> **Text passage**:
On July 28, 2016, Bio-Techne Corporation entered into a Credit Agreement, with the lenders party thereto, BMO Harris Bank N.A., as Administrative Agent, Swing Line Lendor and a Lendor, and the guarantors party thereto.
The Credit Agreement provides for a revolving credit facility of $400 million, which can be increased by an additional $200 million subject to certain conditions. Borrowings under the Credit Agreement may be used for working capital and expenditures of the Company and its subsidiaries, including financing permitted acquisitions.
Borrowings under the Credit Agreement bear interest at a variable rate. For base rate loans, the interest rate is equal to the greatest of (i) BMO's prime commercial rate, (ii) the sum of the rate determined by BMO to be the average of the rates per annum quoted to BMO on such day of calculation by two or more Federal funds brokers selected by BMO plus 0.5%, or (iii) a daily LIBOR rate plus 1.0%, in each case plus a margin ranging from 1.00% to 1.75% based on certain conditions. For Eurodollar rate loans, the interest rate is equal to an adjusted LIBOR rate plus a margin ranging from 1.00% to 1.75% based on certain conditions. The Credit Agreement requires monthly payments with respect to base rate loans and at the end of each interest period with respect to Eurodollar rate loans or if such interest period is longer than three months, on each date occurring every three months after the commencement of such interest period.

> **Exercise requirements**: Transcribe the passage on Bio-Techne's credit agreement word for word, beginning at the words "On July 28, 2016, Bio-Techne" and stopping after the words "financing permitted acquisitions.".

> **Dataset content**:
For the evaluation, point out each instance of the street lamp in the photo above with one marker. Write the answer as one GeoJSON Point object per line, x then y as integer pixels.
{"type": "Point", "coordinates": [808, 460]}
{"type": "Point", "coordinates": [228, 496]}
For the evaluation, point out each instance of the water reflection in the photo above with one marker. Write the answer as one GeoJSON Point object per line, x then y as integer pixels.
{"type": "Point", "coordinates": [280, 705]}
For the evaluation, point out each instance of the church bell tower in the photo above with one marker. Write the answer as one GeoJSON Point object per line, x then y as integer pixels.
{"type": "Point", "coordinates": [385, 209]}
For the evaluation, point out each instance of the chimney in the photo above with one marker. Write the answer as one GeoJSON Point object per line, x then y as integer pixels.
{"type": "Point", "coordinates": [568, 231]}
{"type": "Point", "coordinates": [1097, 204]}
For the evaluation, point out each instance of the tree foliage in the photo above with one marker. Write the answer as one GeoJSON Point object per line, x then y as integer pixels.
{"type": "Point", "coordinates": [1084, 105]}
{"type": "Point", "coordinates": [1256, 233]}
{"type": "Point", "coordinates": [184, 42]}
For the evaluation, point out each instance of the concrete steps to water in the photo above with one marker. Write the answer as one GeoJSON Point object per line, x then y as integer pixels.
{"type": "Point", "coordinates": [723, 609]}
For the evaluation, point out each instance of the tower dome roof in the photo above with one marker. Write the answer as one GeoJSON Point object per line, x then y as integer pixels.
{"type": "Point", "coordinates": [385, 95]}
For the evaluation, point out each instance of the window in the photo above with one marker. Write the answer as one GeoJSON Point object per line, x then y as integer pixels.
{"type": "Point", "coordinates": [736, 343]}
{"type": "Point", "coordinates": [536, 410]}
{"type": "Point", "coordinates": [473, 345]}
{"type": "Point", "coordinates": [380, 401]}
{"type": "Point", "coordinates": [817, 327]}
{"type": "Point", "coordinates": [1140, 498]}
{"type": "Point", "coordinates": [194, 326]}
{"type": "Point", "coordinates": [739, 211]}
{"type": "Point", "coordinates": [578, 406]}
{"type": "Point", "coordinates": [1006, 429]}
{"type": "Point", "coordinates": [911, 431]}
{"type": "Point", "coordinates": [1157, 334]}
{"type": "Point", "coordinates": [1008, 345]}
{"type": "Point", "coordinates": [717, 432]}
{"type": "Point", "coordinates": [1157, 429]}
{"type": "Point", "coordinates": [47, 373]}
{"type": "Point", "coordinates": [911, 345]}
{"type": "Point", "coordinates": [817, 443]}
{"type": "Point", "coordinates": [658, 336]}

> **Exercise output**:
On July 28, 2016, Bio-Techne Corporation entered into a Credit Agreement, with the lenders party thereto, BMO Harris Bank N.A., as Administrative Agent, Swing Line Lendor and a Lendor, and the guarantors party thereto.
The Credit Agreement provides for a revolving credit facility of $400 million, which can be increased by an additional $200 million subject to certain conditions. Borrowings under the Credit Agreement may be used for working capital and expenditures of the Company and its subsidiaries, including financing permitted acquisitions.